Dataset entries

════

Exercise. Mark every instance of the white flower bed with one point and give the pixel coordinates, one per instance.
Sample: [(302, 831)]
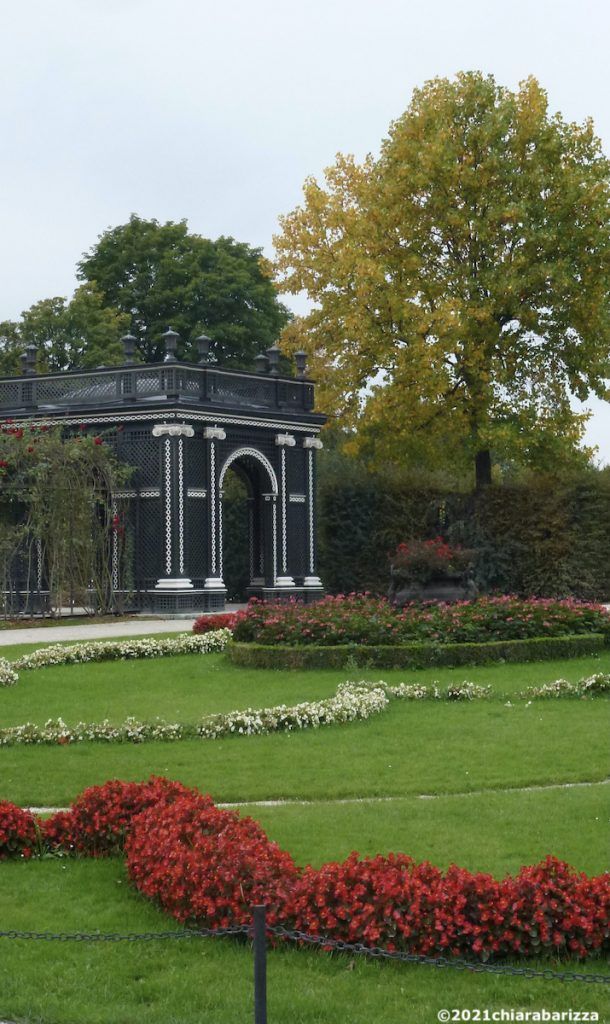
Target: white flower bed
[(589, 686), (123, 650), (432, 691), (8, 676), (350, 702)]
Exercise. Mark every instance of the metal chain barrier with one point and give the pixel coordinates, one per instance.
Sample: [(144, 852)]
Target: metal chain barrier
[(185, 933), (324, 942), (476, 967)]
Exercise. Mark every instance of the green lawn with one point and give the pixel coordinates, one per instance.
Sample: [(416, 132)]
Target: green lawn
[(185, 687), (469, 758), (189, 982)]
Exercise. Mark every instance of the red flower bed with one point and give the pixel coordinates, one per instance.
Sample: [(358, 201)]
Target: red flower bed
[(228, 621), (360, 619), (208, 866), (18, 833), (97, 821), (395, 903)]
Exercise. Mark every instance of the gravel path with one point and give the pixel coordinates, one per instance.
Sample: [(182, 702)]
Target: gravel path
[(381, 800), (95, 631)]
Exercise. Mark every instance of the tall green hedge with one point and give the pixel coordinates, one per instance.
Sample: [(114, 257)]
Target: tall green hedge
[(542, 537)]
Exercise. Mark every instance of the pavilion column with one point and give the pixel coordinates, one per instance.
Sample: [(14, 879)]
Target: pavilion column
[(269, 515), (284, 580), (214, 579), (172, 450), (311, 444)]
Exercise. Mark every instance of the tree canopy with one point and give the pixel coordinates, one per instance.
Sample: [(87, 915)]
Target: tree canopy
[(461, 281), (80, 333), (162, 274)]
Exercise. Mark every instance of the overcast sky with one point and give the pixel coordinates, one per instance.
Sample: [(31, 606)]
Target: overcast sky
[(217, 112)]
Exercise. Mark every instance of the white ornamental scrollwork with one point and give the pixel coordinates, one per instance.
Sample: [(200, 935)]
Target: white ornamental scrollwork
[(173, 430)]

════

#### What to produce:
Copy the lines of the data above exactly as written, beginning with the line containing "Sample: [(416, 132)]" and ending with the line containing "Exercise. Mark every instance of the gravel", and leave out all other lines.

#### Result:
Sample: [(416, 132)]
Target: green lawn
[(185, 687), (469, 758), (189, 982)]
Exercise. Mark every instance of the red flower bed with one point and give the pixel coordinates, one per instance.
Sample: [(358, 201)]
Target: red flower bed
[(228, 621), (360, 619), (208, 866), (18, 833), (97, 821), (395, 903)]
Exercise. Mark every instance of the gravel path with one point and give the pixel coordinates, one per instance.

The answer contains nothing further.